List every line of the listing that contains the string "drawer". Matching is case-sensitive.

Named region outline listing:
- - -

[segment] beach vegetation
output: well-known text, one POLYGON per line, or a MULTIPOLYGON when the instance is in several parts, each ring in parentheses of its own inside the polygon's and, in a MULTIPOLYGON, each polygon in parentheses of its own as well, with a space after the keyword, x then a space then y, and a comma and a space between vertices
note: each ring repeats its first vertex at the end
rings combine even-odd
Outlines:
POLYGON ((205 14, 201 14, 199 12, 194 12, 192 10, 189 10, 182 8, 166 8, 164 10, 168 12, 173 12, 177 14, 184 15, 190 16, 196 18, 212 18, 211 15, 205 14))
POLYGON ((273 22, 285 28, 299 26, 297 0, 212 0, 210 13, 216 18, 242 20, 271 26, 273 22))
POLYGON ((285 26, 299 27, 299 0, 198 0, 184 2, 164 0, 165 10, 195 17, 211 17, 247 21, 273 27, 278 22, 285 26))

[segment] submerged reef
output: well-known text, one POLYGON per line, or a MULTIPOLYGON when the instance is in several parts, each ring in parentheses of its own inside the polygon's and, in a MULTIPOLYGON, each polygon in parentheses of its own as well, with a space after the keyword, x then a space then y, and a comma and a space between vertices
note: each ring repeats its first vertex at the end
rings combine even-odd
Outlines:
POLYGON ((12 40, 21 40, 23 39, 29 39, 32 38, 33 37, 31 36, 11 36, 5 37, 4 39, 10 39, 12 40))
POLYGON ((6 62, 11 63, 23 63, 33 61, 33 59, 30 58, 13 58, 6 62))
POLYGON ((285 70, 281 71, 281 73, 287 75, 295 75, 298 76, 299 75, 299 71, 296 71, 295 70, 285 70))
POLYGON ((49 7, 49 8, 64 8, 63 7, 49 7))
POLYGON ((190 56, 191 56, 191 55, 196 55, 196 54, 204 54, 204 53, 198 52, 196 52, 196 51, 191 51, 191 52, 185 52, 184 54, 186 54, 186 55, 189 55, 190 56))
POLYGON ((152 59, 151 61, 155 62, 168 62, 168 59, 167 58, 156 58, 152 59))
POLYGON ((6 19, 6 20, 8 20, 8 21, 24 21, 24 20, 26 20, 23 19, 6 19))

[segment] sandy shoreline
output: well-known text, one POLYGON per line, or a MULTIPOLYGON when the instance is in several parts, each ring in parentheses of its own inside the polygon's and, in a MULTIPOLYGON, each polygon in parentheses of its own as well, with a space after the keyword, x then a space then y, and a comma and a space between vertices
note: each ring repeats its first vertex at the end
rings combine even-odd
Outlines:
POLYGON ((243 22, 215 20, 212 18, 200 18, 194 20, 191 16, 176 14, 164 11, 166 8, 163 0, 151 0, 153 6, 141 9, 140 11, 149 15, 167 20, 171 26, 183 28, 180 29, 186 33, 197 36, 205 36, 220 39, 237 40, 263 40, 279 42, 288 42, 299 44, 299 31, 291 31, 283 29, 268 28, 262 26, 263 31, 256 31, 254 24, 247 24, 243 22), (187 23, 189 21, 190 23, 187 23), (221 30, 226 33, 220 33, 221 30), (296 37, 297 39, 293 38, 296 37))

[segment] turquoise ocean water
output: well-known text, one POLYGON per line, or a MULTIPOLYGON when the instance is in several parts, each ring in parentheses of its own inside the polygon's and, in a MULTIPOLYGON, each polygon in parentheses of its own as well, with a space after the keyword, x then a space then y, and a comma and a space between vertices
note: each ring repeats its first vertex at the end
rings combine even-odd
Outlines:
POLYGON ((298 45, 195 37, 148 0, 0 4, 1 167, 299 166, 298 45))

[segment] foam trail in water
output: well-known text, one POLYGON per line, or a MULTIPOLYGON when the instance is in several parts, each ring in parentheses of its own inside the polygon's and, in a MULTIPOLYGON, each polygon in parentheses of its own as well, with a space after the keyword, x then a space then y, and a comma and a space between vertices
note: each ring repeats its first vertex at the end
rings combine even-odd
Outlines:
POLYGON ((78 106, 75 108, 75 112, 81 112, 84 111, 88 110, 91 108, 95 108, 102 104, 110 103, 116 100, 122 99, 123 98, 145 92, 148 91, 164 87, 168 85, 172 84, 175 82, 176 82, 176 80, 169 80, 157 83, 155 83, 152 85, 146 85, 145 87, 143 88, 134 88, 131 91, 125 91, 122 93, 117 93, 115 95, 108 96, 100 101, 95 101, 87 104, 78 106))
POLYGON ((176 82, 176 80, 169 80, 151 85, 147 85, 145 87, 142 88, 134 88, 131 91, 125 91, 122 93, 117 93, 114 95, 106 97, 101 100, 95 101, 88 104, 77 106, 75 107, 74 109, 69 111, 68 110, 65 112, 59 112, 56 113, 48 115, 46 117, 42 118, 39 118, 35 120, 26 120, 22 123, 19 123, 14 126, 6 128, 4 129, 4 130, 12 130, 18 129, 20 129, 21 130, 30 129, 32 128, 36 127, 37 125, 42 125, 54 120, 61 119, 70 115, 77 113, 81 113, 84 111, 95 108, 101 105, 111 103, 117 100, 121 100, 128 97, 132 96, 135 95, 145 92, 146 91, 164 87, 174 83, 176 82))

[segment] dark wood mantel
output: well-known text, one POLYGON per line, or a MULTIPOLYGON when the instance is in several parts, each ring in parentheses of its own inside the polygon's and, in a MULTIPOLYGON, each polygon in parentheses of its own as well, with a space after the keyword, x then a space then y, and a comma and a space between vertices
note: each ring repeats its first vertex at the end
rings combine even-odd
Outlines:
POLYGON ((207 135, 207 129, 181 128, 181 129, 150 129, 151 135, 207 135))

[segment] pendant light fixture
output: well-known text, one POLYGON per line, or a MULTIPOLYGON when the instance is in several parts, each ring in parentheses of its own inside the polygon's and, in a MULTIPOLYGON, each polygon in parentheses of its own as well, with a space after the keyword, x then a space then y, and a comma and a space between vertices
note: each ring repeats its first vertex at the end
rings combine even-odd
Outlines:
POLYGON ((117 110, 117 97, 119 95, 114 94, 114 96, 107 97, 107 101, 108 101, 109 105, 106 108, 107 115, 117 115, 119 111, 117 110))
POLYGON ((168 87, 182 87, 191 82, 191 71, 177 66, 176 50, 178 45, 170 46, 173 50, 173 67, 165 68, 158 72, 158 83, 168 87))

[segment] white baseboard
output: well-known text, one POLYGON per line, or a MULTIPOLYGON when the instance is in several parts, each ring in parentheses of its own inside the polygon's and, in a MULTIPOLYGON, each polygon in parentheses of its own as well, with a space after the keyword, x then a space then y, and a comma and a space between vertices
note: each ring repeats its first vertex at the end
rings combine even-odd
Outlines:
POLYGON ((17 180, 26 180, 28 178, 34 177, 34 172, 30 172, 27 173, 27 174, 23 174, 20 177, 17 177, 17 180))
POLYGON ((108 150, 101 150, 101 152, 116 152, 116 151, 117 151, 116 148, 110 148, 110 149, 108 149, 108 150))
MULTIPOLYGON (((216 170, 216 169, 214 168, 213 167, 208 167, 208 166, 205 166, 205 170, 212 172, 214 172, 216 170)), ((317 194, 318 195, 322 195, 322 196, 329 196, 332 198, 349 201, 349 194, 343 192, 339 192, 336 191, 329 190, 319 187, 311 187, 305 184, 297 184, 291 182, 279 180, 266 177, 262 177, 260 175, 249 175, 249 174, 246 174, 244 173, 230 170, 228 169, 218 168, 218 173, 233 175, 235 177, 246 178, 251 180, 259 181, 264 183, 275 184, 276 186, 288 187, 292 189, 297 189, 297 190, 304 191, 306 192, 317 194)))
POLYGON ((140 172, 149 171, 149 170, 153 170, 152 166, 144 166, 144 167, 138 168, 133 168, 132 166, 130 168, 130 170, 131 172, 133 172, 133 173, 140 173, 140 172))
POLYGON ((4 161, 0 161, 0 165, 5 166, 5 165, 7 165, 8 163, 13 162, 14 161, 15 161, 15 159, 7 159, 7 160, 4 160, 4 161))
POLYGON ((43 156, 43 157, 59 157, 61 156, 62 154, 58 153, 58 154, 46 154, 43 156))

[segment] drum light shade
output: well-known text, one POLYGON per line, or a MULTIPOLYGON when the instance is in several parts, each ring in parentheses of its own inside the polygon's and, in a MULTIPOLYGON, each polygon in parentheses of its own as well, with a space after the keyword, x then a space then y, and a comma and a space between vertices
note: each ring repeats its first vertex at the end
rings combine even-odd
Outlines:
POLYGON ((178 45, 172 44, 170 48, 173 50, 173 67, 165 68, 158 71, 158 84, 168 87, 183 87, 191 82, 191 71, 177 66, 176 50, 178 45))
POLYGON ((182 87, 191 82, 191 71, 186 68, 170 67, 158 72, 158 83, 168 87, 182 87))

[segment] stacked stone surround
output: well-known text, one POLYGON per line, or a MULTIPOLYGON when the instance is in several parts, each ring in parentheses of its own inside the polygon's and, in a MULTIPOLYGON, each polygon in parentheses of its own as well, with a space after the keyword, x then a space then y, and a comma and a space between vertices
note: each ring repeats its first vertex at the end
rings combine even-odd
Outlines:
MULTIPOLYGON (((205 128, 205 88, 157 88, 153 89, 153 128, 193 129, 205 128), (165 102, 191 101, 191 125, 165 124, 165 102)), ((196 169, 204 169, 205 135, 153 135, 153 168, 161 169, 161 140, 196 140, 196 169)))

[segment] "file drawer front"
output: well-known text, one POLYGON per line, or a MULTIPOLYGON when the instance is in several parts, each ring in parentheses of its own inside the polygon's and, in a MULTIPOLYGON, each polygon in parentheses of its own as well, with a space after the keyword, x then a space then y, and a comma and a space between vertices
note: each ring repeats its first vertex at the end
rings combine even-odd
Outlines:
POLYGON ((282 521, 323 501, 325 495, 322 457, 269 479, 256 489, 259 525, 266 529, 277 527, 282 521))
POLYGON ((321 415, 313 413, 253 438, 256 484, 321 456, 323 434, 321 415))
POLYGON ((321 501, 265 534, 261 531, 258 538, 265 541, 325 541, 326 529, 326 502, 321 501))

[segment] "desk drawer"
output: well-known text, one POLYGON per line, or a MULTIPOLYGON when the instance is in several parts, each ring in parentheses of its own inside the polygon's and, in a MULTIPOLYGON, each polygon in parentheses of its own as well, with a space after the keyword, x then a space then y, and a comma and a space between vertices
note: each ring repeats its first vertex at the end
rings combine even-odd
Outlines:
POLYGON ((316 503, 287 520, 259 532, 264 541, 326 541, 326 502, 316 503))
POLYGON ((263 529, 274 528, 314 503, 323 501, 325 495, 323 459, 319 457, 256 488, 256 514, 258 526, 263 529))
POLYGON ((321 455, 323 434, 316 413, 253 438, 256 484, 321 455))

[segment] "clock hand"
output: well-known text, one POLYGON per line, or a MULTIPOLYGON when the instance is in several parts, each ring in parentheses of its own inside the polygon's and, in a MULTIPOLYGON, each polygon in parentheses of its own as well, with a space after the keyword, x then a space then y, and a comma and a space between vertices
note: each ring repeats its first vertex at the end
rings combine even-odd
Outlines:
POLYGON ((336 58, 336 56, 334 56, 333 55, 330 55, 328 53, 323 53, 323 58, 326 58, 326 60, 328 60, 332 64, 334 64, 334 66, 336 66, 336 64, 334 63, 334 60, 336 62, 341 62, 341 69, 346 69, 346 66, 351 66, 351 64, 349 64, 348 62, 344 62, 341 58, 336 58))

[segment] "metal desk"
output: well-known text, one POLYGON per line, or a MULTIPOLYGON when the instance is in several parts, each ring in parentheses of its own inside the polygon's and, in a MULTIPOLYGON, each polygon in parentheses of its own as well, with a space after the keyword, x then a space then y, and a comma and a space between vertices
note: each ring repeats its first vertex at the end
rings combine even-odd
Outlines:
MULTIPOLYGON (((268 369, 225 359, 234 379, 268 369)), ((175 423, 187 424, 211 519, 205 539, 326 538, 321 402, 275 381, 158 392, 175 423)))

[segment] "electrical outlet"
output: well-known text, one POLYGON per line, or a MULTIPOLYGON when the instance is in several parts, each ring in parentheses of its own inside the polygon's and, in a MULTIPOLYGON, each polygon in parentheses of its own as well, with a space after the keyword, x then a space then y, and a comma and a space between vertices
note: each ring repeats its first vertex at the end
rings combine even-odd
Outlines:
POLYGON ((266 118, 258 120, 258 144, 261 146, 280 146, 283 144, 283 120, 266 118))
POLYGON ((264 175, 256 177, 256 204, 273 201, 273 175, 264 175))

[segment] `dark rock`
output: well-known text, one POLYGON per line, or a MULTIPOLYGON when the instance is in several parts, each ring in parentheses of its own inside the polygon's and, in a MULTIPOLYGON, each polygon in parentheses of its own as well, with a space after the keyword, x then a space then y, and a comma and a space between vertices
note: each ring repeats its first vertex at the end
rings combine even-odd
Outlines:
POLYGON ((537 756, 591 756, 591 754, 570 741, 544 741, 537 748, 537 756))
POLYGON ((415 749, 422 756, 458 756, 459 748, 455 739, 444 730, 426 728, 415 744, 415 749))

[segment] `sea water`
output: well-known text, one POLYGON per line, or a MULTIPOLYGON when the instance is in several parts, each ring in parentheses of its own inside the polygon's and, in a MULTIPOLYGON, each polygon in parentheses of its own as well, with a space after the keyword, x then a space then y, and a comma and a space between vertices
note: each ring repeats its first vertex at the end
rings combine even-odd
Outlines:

- - -

Worked answer:
[segment] "file drawer front"
[segment] "desk drawer"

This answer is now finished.